*Bereitgestellter Auszug*.
◆ ◆ ◆ ◆ ◆

Da die Kehlscheibe nur 15 mm nutzbare Schneidenhöhe hat, muss sie auf dieses oder ein geringeres Maß abgesenkt werden. Jetzt wird die Maschine eingeschaltet, wobei die Drehzahl so gewählt sein sollte, dass 40 bis 60 m/s Schnittgeschwindigkeit erreicht werden. Das Werkstück wird, wie beim Hobeln an der Abrichte, unter dem Brückenschutz durchgeschoben und das Werkzeug nach jedem Arbeitsgang in Schritten mit höchstens 15 mm so oft verstellt, bis die 30 mm Stichbogenhöhe erreicht ist (Bild 7, 8). Nach dem letzten Arbeitsgang ist es sinnvoll, das Werkstück um 180 Grad zu drehen und nochmals über das rotierende Werkzeug zu führen: So werden Ungenauigkeiten im Randabstand ausgeglichen. Jetzt muss sich nur noch jemand finden, der die Frässpuren herausschleift (Bild 9).

◆ ◆ ◆ ◆ ◆

*Datenauszug*.

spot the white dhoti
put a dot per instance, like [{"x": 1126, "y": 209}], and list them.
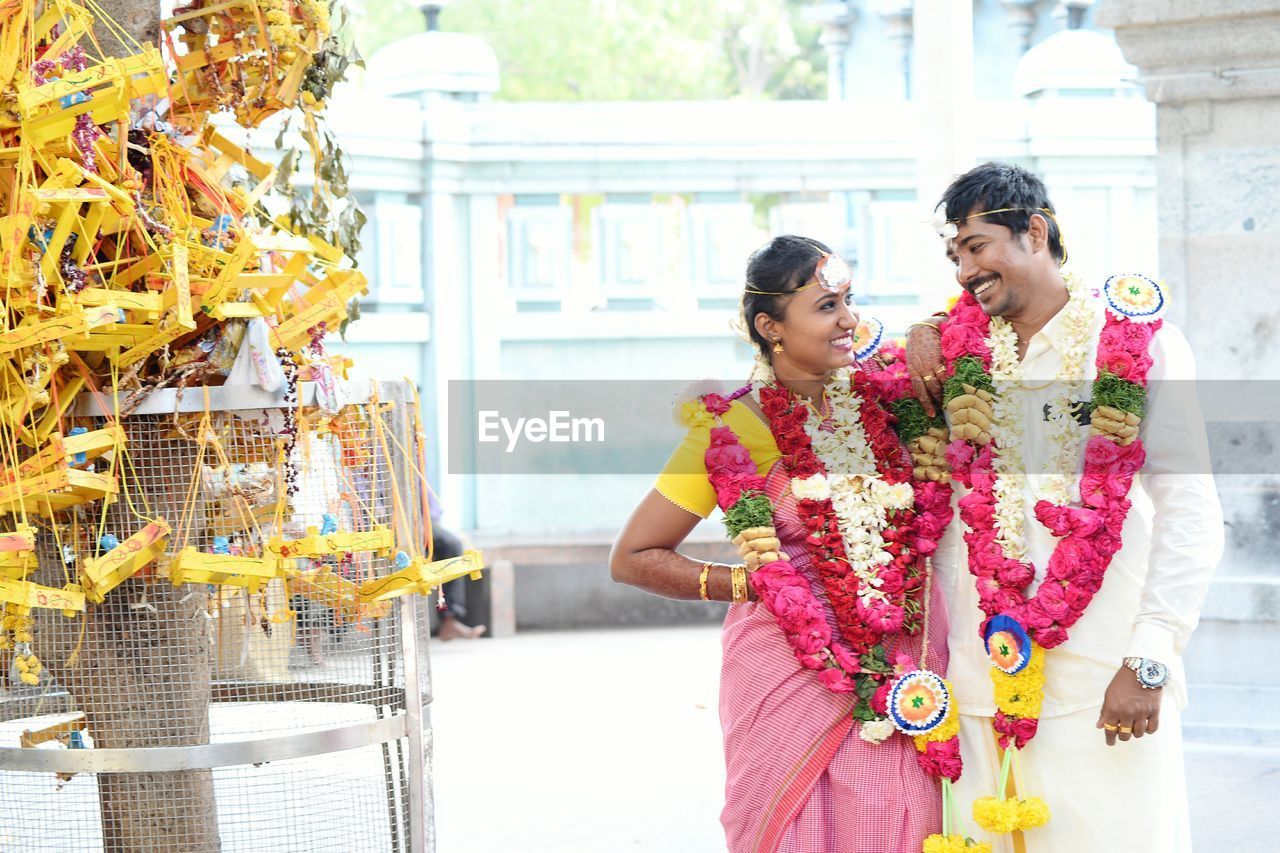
[{"x": 1128, "y": 798}]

◆ ◆ ◆ ◆ ◆

*Gegebene Aufgabe*. Schreiben Sie aus dem Auszug über das Arbeiten mit der Kehlscheibe den Abschnitt wortgetreu ab, der bei „Da die Kehlscheibe“ beginnt und bei „herausschleift (Bild 9).“ endet.

*Ergebnis der Aufgabe*.
Da die Kehlscheibe nur 15 mm nutzbare Schneidenhöhe hat, muss sie auf dieses oder ein geringeres Maß abgesenkt werden. Jetzt wird die Maschine eingeschaltet, wobei die Drehzahl so gewählt sein sollte, dass 40 bis 60 m/s Schnittgeschwindigkeit erreicht werden. Das Werkstück wird, wie beim Hobeln an der Abrichte, unter dem Brückenschutz durchgeschoben und das Werkzeug nach jedem Arbeitsgang in Schritten mit höchstens 15 mm so oft verstellt, bis die 30 mm Stichbogenhöhe erreicht ist (Bild 7, 8). Nach dem letzten Arbeitsgang ist es sinnvoll, das Werkstück um 180 Grad zu drehen und nochmals über das rotierende Werkzeug zu führen: So werden Ungenauigkeiten im Randabstand ausgeglichen. Jetzt muss sich nur noch jemand finden, der die Frässpuren herausschleift (Bild 9).